### [DOCUMENT EXTRACT]
================================
I got two more downloads on the first Abandonment Party today! That brings the total readers up to twelve. Oh baby, you know what that means: PRICE HIKE!
Let’s see; I have some complex calculations to make. There are millions of people that can read English, right? Then I factor in my book’s supply–being digital it is almost limitless. So, with a rate of demand at two per month, I project that in ten years my novel must be sold at a price of one cent.
I’m just going to outright say that I’m pleased with how Trisk’s conversation with Tenny turned out in this draft. It’s a romantic scene. And if I’m an authority on anything–it would be on romances that are troubled, awkward, unrealistic, or flat-out doomed.
You see, although I am single I have experienced the quiet talks in the dark that frequently occur before a relationship begins. It’s one of the most memorable times, I think. And no matter how things end up with the other person, it is something I never forget.
Because it can be the start of something dream-like and wonderful. It can also be the death of your lofty expectations.
A few of my friends might be wondering why I had my characters visit a bar. After all, I hate spending time in those smoke-filled cesspits. But the bar in my story is based off a particular bar that fascinated me: the bar at a place called “Noah’s Ark.”
================================
(Collection entries)
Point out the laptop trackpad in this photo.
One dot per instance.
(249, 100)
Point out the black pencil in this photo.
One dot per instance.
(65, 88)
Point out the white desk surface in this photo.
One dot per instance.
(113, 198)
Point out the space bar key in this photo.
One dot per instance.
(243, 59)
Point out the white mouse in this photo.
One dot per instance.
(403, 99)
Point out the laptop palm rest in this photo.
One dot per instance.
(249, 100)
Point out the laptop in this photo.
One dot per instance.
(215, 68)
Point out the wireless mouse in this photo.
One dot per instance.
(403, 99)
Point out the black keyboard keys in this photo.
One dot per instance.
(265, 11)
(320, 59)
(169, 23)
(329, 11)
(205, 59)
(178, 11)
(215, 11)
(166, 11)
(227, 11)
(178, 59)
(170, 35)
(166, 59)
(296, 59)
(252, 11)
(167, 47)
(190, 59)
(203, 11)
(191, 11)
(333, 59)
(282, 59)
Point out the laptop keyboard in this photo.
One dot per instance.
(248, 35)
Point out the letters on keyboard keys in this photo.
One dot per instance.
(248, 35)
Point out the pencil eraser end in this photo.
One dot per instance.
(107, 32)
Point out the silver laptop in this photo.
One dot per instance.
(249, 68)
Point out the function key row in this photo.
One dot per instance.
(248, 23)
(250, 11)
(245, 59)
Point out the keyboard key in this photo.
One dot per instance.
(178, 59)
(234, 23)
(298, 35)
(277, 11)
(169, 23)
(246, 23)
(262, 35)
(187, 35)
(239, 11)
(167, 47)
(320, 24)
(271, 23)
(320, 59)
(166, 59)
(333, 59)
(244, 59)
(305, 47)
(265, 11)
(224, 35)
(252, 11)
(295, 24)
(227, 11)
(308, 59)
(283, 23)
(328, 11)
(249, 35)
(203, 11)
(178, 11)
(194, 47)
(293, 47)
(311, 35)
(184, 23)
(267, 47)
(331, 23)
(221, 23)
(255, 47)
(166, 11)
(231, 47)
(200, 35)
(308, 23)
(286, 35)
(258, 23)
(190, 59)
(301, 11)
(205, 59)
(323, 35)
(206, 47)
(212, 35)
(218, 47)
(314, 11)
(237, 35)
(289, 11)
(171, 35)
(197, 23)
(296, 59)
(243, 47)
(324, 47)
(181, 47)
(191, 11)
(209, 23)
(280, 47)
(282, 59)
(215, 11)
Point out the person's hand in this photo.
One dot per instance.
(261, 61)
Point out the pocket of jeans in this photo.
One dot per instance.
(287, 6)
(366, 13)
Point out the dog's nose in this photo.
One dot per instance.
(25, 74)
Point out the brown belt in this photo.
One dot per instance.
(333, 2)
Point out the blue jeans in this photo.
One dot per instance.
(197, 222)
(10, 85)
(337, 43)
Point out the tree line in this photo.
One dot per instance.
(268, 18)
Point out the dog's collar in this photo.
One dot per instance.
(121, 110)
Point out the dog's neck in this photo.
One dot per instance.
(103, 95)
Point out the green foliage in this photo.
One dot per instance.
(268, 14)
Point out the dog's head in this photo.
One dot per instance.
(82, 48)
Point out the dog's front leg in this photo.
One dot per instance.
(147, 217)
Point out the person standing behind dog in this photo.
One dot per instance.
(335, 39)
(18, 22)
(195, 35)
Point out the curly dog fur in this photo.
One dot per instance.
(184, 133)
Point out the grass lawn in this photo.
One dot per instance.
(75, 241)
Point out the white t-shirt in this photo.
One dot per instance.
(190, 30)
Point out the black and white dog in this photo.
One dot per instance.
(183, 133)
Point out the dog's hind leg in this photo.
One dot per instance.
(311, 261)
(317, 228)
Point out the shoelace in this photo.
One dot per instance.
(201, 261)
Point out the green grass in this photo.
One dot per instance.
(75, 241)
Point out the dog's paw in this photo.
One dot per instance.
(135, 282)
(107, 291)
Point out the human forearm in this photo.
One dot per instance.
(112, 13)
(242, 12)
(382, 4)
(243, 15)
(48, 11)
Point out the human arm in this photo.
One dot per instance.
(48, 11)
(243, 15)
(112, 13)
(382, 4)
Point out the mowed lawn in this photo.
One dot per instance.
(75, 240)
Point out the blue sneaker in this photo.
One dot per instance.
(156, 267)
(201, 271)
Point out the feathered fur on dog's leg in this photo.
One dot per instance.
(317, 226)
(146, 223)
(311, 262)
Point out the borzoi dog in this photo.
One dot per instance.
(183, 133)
================================
### [AIM A]
Translate this sentence from the passage about writing the novel into Spanish: "It’s one of the most memorable times, I think."
### [AIM B]
Please carry on the passage about writing the novel from its last sentence.
These records come from a separate source.

### [EXERCISE RESULT A]
Es uno de los momentos más memorables, creo.

### [EXERCISE RESULT B]
It was an ship-shaped building in St. Charles Missouri, and oh look–I found a picture on Google. That saves some time.
The restaurant on the first floor was interesting enough: there were stuffed animals behind glass cases and little giraffe-shaped stirring rods that they’d put in your drinks. But the bar on the second floor was what mystified me as a child.
Of course I was too young to be there when it was open. The only time I could see it was during the day while I waited to be seated with my parents at a table on the first floor. The bar area was vacant during the day, but for some reason I could just walk right up there. I could look at all the empty tables with the seats stacked on them, the long bar with the rows of glasses hanging above. And video games! They had Pac-man! Crystal Castles! Arkanoid! And no one playing them.
“Why would this great place be empty?” I would think to myself. It was a mystery, and I’d wonder what it was like when the adults were allowed in.
I would never see it occupied, though; the business was closed before I turned 21. The building was left unoccupied for years. It was torn down completely in 2007. The only pictures I can find now are from its ruined state:
So there you go. Mean and Dark’s visit to the empty bar in the present is a result of this memory. And their visit to the past is just the sort of thing that I wish I could do. Continue reading →
Vornis and Trisk have both won their matches! How stunning! I thought for sure that the newly-introduced secondary characters would beat them!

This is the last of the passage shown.